_What to work on_.
Reproduce all of the records below line for line, changing no character.

_Working data_.
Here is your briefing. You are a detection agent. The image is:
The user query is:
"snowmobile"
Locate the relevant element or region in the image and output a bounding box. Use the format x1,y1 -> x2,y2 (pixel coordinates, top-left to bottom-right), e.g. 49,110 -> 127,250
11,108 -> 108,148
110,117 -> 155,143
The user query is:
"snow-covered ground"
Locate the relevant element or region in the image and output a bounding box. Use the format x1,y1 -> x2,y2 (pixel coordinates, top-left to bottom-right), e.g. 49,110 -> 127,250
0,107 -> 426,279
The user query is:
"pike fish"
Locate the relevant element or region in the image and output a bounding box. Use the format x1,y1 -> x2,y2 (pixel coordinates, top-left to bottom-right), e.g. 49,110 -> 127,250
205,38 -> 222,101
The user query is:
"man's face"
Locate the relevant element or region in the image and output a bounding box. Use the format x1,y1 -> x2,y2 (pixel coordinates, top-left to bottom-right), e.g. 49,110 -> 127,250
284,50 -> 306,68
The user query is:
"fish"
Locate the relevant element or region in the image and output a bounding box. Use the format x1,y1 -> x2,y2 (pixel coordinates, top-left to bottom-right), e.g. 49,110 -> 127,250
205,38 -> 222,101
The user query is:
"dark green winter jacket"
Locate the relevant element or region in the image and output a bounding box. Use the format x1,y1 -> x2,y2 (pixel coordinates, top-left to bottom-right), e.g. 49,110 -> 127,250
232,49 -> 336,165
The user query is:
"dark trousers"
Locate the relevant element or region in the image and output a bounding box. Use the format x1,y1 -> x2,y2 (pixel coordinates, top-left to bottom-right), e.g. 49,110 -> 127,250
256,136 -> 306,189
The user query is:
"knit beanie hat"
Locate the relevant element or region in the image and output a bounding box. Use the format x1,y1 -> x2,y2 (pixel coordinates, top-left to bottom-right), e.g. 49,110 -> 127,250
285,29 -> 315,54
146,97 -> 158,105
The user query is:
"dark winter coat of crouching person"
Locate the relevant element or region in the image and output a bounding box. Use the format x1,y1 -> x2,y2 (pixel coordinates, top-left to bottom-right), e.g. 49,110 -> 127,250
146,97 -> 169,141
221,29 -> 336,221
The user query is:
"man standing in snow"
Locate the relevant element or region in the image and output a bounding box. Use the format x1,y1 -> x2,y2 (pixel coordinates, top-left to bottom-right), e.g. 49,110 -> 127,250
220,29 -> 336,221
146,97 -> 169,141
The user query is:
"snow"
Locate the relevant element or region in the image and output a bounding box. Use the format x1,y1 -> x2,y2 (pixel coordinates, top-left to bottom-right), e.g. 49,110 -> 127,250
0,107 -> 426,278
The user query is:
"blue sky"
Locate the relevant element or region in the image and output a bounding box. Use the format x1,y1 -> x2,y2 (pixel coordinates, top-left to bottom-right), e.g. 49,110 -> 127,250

_Result of this task_.
Here is your briefing. You are a detection agent. The image is:
The user query is:
"snowmobile"
Locate the relevant element or region in the image and output a bounding box. Use the format x1,y1 -> x2,y2 (pixel coordinates, top-left to bottom-right), e.g. 49,110 -> 127,250
11,108 -> 108,148
110,117 -> 155,143
The user query is:
"snow-covered ground"
Locate the relevant element or region in the image and output a bounding box. Use the format x1,y1 -> x2,y2 (pixel coordinates, top-left to bottom-right), e.g. 49,110 -> 127,250
0,107 -> 426,279
The user query is:
"pike fish"
Locate the relevant element or region in the image and output a bounding box. Use the format x1,y1 -> x2,y2 (pixel coordinates, top-left to bottom-right), e.g. 49,110 -> 127,250
205,38 -> 222,101
The user query is:
"man's face"
Locate the relevant element or region in the image and output a bounding box. Use the format x1,y1 -> x2,y2 (pixel coordinates, top-left to bottom-right), e.g. 49,110 -> 127,250
284,50 -> 306,68
The user query is:
"fish"
Locate the relevant element or region in the image and output a bounding box. Use the format x1,y1 -> x2,y2 (pixel coordinates, top-left to bottom-right), e.g. 49,110 -> 127,250
205,38 -> 222,101
The user query is:
"dark green winter jacket"
Locate the relevant element or region in the image and output a bounding box. Use the format x1,y1 -> x2,y2 (pixel coordinates, top-left to bottom-right), e.g. 49,110 -> 127,250
232,49 -> 336,165
The user query is:
"dark trousers"
Locate the relevant element or region in the image and output a bounding box. Use the format x1,y1 -> x2,y2 (pixel coordinates, top-left to bottom-right), e.g. 49,110 -> 127,250
256,136 -> 306,189
The user query is:
"knit beanie hat"
Locate the relevant element or region in the image and output a bounding box. Use the format x1,y1 -> x2,y2 (pixel coordinates, top-left to bottom-right), e.g. 49,110 -> 127,250
285,29 -> 315,54
146,97 -> 158,105
The user query is:
"dark winter coat of crouching person"
Locate the relevant element or region in the image and output a bounding box. Use the format x1,y1 -> x2,y2 (pixel coordinates, top-left to bottom-right), e.g. 49,110 -> 127,250
146,97 -> 169,141
221,29 -> 336,221
The user query is:
"man standing in snow"
Locate the relevant element or region in the image and output a bounding box. Use the format x1,y1 -> x2,y2 (pixel coordinates, top-left to bottom-right), e.g. 49,110 -> 127,250
220,29 -> 336,221
146,97 -> 169,141
The user query is:
"snow"
Locate the relevant element or region in the image and output a bounding box. Use the format x1,y1 -> x2,y2 (pixel coordinates, top-left to bottom-right), e.g. 49,110 -> 127,250
0,107 -> 426,278
The user query is:
"blue sky"
Locate the relevant element or region in the image and output a bounding box. Use the format x1,y1 -> x2,y2 (pixel coordinates, top-left to bottom-right), e.g. 49,110 -> 127,250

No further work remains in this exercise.